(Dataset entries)
»»

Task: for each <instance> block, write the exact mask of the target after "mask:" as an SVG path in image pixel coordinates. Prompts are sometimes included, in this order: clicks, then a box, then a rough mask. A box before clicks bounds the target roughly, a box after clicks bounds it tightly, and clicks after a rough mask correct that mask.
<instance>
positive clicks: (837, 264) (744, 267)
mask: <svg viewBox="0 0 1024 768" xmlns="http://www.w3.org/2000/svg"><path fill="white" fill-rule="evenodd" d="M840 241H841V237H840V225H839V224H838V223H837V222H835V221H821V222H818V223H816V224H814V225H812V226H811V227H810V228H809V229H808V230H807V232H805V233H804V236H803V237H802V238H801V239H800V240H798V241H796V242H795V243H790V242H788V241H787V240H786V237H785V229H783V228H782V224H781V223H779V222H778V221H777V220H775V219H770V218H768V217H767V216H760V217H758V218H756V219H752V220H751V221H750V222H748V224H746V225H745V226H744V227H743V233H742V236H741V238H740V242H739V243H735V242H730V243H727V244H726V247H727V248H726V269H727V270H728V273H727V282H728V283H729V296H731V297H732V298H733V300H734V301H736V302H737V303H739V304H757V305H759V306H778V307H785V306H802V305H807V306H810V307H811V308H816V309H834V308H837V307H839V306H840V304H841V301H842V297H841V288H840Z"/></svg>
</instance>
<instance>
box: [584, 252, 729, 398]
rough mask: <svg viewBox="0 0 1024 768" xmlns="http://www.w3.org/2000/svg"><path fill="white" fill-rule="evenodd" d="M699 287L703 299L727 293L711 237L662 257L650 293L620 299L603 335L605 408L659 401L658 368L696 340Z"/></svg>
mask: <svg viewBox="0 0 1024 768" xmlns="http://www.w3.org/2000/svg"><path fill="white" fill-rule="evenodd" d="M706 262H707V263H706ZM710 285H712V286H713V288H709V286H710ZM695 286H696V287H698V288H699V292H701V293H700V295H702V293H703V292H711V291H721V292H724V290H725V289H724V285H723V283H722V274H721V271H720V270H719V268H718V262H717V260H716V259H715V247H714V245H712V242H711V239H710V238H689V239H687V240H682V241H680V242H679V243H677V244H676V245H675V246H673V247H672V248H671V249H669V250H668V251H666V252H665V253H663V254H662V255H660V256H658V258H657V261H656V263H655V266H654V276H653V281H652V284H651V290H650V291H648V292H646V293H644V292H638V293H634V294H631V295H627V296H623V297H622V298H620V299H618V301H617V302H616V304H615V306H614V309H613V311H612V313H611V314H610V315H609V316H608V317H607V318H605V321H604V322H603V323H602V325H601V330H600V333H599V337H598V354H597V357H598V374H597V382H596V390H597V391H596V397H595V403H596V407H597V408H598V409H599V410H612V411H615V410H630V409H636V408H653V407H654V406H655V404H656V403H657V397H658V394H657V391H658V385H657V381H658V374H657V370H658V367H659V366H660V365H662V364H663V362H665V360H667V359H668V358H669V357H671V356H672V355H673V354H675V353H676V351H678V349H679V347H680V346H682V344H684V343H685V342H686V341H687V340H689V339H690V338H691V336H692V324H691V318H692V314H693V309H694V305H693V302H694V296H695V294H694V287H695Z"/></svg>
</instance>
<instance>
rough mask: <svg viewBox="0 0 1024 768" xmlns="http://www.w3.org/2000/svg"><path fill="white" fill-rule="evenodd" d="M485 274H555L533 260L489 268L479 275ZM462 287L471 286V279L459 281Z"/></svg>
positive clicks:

««

WHAT THE TASK ASKS: Copy the data word for word, from its first line through the line that contains "positive clicks: (837, 264) (744, 267)", including both of those lines.

ANSWER SECTION:
Task: for each <instance> block, write the exact mask of the target after "mask:" as an SVG path in image pixel coordinates. Prompts are sometimes included, in this order: clicks, then a box, then a rough mask. A box before clicks bounds the target roughly, a box after clicks bounds it tightly, and clicks after a rough mask correct that mask.
<instance>
positive clicks: (837, 264) (744, 267)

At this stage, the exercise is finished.